Task to carry out:
In the passage about love, what does the root of the Hebrew word "ahava" mean?

Text shown:

+++

And so it’s no surprise that the Hebrew word for love, ahava, comes from the root, hav, meaning “give.” It’s fascinating—as I’ve pointed out before—the gematria, the numerical value of the word ahava is 13 (1+5+2+5), which is also the gematria for echad (1+8+4), “one” or “single.” If 2 singles come together giving their love—indicating a compatibility of love and values—that will be 13 + 13 which equals 26—which is the gematria, the numerical equivalent of Gd’s name—Hashem. What it all adds up to is that 2 loving people who give themselves to each other have the power to bring the presence of Gd into the world, into their relationship and into their home. And that we certainly see in the union of Yochanan and Aminah who are celebrating Yochanan’s Ufruf today. I’ll speak more about them tomorrow at the wedding.
In our overly romantic, overly sexual culture, we speak a great deal about love. Young people want nothing more than to “fall in love,” as if love is something you fall into—like falling into a hole by mistake. But when you ask them what they mean by love, they inevitably answer: “I want someone who turns me on...” or “I want someone who makes me happy…” or “I want someone who will take care of me.” When people fall in love, they’re more focused on themselves and whether the person they’re falling in love with will fulfill their needs. But is that really love? The Talmud (Avot 5:16) teaches that any love that has conditions attached to it—like what my love can do for me—is destined not to last.
True love happens in a relationship when we reach a point where we stop focusing on ourselves and start focusing on the other—when we really see the other...when we see what makes this person truly beautiful…when we see what makes this person valuable…when we see what can I do to serve this person’s needs.
There’s a famous Chasidic story of Rebbe Moshe of Sasov, who claimed he learned how to love from a peasant in a tavern. He saw this peasant put his arm around his friend as they were drinking and ask him, “Ivan, do you love me?”
“Of course I love you.”

+++

Items:

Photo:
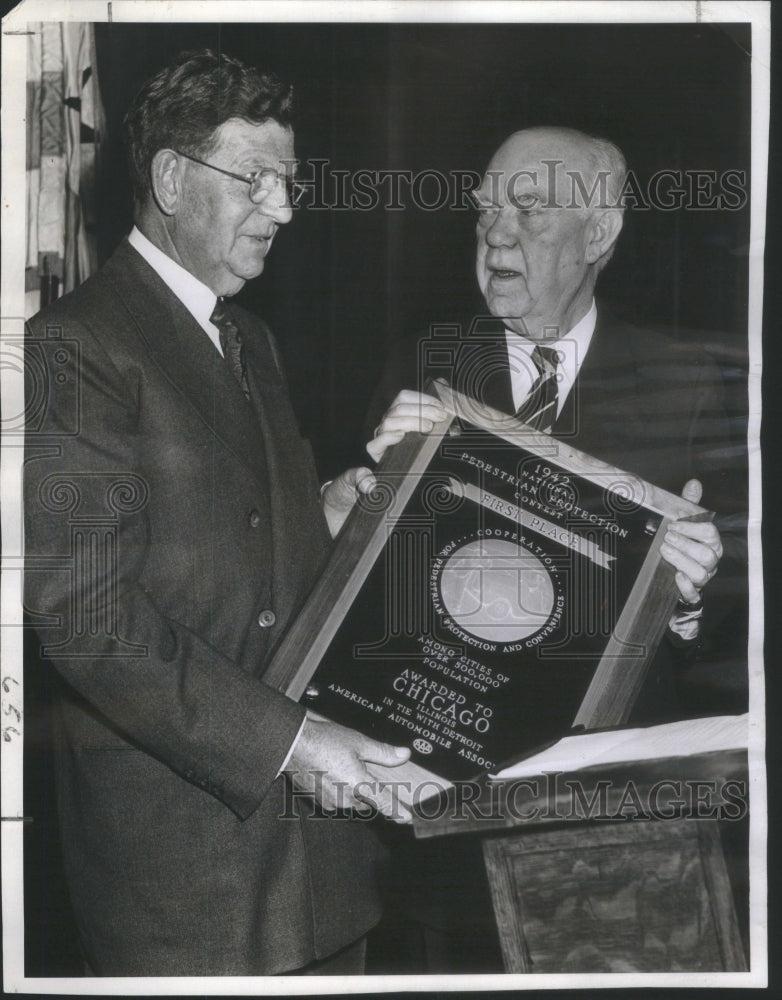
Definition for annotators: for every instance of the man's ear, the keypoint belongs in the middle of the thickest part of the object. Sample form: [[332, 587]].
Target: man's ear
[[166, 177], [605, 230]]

+++

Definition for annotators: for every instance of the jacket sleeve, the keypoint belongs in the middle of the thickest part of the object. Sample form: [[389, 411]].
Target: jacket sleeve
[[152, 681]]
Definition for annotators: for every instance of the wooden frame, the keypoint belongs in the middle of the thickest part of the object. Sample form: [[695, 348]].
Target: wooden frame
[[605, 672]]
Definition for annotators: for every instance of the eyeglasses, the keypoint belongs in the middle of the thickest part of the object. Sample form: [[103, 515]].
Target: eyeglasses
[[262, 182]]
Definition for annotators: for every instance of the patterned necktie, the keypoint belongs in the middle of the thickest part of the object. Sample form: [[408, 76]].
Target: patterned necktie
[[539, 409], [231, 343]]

+++

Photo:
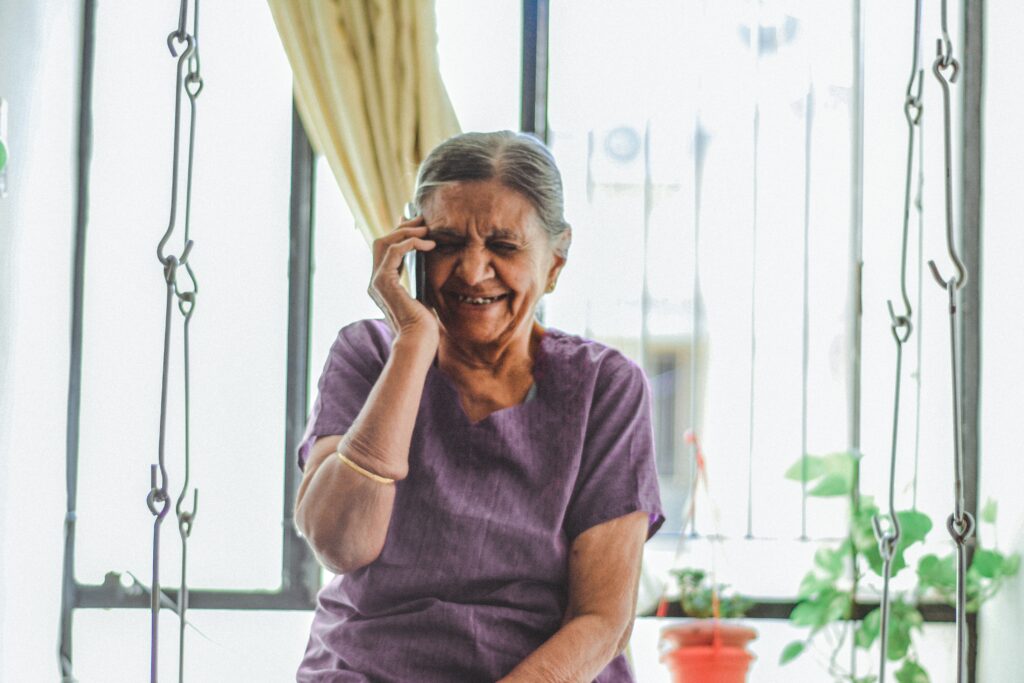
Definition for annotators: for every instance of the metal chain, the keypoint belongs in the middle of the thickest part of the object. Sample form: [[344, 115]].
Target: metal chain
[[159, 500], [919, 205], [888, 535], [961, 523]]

+++

Result of this task:
It means "give."